─── ENTRIES SUPPLIED
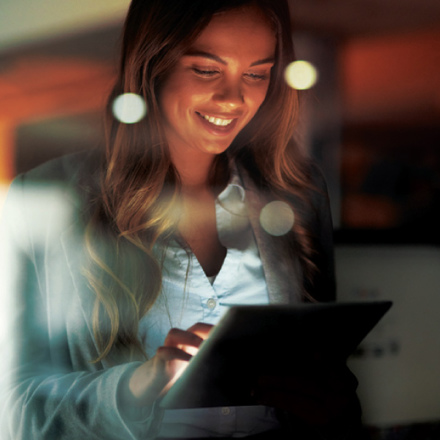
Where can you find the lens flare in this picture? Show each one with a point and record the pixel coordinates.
(301, 75)
(277, 218)
(129, 108)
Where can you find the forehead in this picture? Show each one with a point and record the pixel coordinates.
(243, 31)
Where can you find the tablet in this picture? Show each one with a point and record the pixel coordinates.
(269, 339)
──────
→ **WHAT TO WORK ON**
Repeat the records above verbatim, with no pictures in the result.

→ **SOLUTION TO THIS EXERCISE**
Where can you find the lens flare in this picture? Show each one with a point and record the pixel coordinates.
(301, 75)
(277, 218)
(129, 108)
Where can you find the forehead in this picture? Show each one with a point and record the pixel coordinates.
(243, 31)
Where can you find the tablet in this picture? Show each one with a point and record the pixel coordinates.
(269, 339)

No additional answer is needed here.